━━ DATA ━━
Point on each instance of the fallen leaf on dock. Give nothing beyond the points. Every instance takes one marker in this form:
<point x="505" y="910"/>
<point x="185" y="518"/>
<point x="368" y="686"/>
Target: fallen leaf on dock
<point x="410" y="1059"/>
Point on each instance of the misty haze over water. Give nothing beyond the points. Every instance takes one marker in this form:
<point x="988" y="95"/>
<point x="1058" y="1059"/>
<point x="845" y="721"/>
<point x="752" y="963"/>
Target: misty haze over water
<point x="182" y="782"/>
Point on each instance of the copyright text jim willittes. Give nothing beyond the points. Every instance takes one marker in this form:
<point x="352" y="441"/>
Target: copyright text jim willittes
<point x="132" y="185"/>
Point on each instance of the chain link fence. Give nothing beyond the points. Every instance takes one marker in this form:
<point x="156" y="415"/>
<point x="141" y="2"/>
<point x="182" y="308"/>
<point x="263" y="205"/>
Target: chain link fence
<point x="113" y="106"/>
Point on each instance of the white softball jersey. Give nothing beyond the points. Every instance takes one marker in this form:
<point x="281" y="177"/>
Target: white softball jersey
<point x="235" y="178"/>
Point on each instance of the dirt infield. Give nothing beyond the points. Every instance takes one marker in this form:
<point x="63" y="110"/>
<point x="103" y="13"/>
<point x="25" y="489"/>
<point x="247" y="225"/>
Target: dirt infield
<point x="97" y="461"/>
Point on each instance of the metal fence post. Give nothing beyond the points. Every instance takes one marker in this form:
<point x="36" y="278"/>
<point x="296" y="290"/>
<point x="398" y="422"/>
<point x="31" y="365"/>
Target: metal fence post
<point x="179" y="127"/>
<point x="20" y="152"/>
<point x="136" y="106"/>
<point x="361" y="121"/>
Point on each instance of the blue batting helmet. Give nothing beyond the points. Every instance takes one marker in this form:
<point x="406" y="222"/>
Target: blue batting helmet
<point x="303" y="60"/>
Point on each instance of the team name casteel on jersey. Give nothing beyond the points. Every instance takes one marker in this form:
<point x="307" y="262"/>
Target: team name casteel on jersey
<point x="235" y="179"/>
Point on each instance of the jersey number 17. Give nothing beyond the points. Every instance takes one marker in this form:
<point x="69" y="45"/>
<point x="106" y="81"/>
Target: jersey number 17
━━━
• [TASK PROMPT]
Each record is to be given again in full, exactly as it reads.

• [OUTPUT BELOW]
Point on each instance of the fallen leaf on dock. Give nothing beyond the points. Every instance takes one marker in this form:
<point x="505" y="910"/>
<point x="185" y="518"/>
<point x="368" y="686"/>
Target: fallen leaf on dock
<point x="410" y="1059"/>
Point on each instance of the misty haze over water. Give nothing beyond the points. Every instance takes one marker in this form:
<point x="988" y="95"/>
<point x="1058" y="1059"/>
<point x="845" y="721"/>
<point x="752" y="963"/>
Target: misty haze over water
<point x="182" y="782"/>
Point on each instance of the copyright text jim willittes. Give nothing beyond the points. Every instance takes one marker in this form:
<point x="352" y="441"/>
Target: copyright text jim willittes
<point x="132" y="185"/>
Point on each instance of the chain link fence. Give nothing beyond the points. Every instance takes one marker in this form:
<point x="156" y="415"/>
<point x="141" y="2"/>
<point x="182" y="308"/>
<point x="263" y="205"/>
Target: chain link fence
<point x="113" y="106"/>
Point on each instance of the white softball jersey. Give nothing beyond the points. Every instance takes one marker in this form:
<point x="281" y="177"/>
Target: white softball jersey
<point x="235" y="178"/>
Point on each instance of the dirt infield. Give nothing beyond the points. Every instance takes one marker in this form:
<point x="63" y="110"/>
<point x="103" y="13"/>
<point x="25" y="489"/>
<point x="247" y="225"/>
Target: dirt infield
<point x="97" y="461"/>
Point on each instance of the metal fence post. Give nothing beyond the points. Every instance takes one marker in this form:
<point x="36" y="278"/>
<point x="296" y="290"/>
<point x="398" y="422"/>
<point x="31" y="365"/>
Target: metal fence post
<point x="179" y="127"/>
<point x="20" y="152"/>
<point x="136" y="106"/>
<point x="361" y="121"/>
Point on each instance of the blue batting helmet. Give nothing beyond the points. Every instance takes one marker in this form:
<point x="406" y="222"/>
Target: blue batting helmet
<point x="303" y="60"/>
Point on each instance of the team name casteel on jersey. Give nothing beyond the points. Every instance takes one marker in this form:
<point x="307" y="262"/>
Target: team name casteel on jersey
<point x="235" y="179"/>
Point on each instance of the jersey number 17. Give nothing beyond the points. Every instance takes one marker in this form:
<point x="69" y="45"/>
<point x="106" y="81"/>
Target: jersey number 17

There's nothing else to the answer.